### Task requirements
Without omitting anything, write out the listing below precisely.

+++ Task input

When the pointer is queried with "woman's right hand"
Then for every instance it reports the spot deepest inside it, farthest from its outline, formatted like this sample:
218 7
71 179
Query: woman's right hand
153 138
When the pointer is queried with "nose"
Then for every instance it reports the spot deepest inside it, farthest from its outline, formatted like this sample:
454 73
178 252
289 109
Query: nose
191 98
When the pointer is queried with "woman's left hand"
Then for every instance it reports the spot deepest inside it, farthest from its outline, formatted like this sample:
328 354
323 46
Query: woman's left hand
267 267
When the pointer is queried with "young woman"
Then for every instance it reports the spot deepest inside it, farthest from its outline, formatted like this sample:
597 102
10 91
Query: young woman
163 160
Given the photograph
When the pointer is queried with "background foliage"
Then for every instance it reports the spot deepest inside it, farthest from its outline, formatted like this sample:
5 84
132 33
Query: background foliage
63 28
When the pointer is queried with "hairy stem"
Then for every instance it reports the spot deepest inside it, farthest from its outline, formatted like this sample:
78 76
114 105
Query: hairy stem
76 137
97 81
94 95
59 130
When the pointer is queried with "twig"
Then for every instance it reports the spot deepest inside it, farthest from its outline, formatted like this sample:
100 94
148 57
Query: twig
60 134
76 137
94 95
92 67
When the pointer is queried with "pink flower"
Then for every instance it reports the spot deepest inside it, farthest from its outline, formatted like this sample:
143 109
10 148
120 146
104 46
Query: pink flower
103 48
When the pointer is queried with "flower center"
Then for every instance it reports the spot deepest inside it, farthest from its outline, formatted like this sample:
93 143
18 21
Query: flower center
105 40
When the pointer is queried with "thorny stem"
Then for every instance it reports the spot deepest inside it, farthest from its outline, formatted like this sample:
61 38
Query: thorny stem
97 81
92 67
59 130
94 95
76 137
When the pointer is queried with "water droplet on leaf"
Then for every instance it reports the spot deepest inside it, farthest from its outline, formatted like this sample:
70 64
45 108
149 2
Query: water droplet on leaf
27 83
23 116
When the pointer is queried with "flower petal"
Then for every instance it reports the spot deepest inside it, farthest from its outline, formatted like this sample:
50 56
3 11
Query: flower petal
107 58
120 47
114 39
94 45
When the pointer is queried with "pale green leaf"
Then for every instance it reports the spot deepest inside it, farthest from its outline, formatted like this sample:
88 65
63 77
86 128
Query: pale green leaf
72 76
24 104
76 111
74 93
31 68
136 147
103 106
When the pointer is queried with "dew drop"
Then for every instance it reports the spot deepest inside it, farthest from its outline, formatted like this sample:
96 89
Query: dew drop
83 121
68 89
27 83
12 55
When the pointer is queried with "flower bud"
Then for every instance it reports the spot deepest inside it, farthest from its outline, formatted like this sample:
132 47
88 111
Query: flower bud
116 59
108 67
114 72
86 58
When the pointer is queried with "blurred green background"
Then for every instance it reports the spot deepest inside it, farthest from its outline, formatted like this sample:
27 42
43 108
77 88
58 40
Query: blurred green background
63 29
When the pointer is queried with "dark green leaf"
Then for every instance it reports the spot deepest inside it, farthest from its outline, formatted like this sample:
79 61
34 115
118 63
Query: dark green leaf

++++++

### Exercise solution
When the pointer is queried with "woman's right hand"
Then for every instance it reports the spot deepest inside it, farthest from its outline, formatted like this sample:
218 7
71 179
Query: woman's right hand
153 138
When the pointer is queried with "nose"
Then for every instance it reports the spot deepest inside it, farthest from its outline, formatted like this sample:
454 73
178 252
289 109
Query: nose
191 98
When the pointer is queried with "woman's left hand"
Then for every instance it reports the spot deepest inside it, farthest from its outline, formatted like this sample:
328 354
323 46
Query: woman's left hand
267 267
When the pointer is queried with "young woman"
Then for every instance it reports the spot deepest inside it, farthest from its outline, formatted like this sample:
597 102
10 91
Query: young woman
163 160
Given the photograph
When the pointer is queried with "background foliage"
Then for every instance it reports the spot deepest inside it, farthest from its outline, formatted like this sample:
5 84
132 33
Query: background foliage
63 28
When the pointer is queried with "hairy stem"
Then for every instance it reports the spot deepest inside it, farthest from its outline, formatted like this sample:
78 76
114 105
Query: hairy stem
76 137
97 81
94 95
59 130
When the pointer is queried with "twig"
Then for every instance it reports the spot deepest inside it, farthest from its outline, formatted like this sample:
100 94
148 57
Query: twig
60 134
76 137
94 95
92 67
When the pointer is queried with "pink flower"
Then for every instance it reports the spot deepest inside it, farthest from its outline, formatted like this sample:
143 109
10 148
120 146
104 46
Query: pink flower
103 48
When the pointer is queried with "flower center"
Then for every instance it reports the spot deepest inside it, farthest from its outline, formatted like this sample:
93 143
18 21
Query: flower center
105 40
When the pointer is queried with "thorny stem"
Then for every instance it reports the spot deepest inside it, farthest from its outline, formatted like this sample:
61 38
Query: thorny stem
97 81
92 67
59 130
94 95
76 137
When the pointer is queried with "water droplet on leaf"
Then for every instance it reports the spot deepest inside it, farthest from its outline, formatted like this sample:
70 64
45 108
149 2
Query: water droplet on leaf
27 83
23 116
When the pointer is queried with "flower petal"
Then for every instance it reports the spot deepest inside it, farthest from its outline, formatted like this sample:
50 56
3 11
Query: flower petal
107 58
120 47
114 39
94 45
When the pointer is queried with "pale green leaf"
Then for every instance it reports the spot deepest inside it, farthest from its outline, formatted like this sample:
88 65
63 77
86 128
Query: pale green leaf
72 76
24 104
76 111
74 93
31 68
136 147
103 106
When the pointer is queried with "dew drop"
Then for every instance it reports the spot deepest inside it, farthest from its outline, formatted like this sample:
96 89
Query: dew drop
83 121
68 89
27 83
12 55
When the pointer is queried with "flower bud"
Then for every instance it reports the spot deepest inside it, farthest from its outline, formatted like this sample:
132 47
88 111
Query: flower bud
116 59
108 67
114 72
86 58
When the pointer is queried with "blurred green background"
Then for every instance it reports the spot deepest inside it, farthest from its outline, formatted like this sample:
27 42
43 108
77 88
58 40
Query: blurred green background
63 29
When the pointer is queried with "dark green leaf"
Then for every instance it reports the spot deepest inside it, farthest from its outline, formatted like this sample:
79 61
34 115
118 63
Query: dark green leaf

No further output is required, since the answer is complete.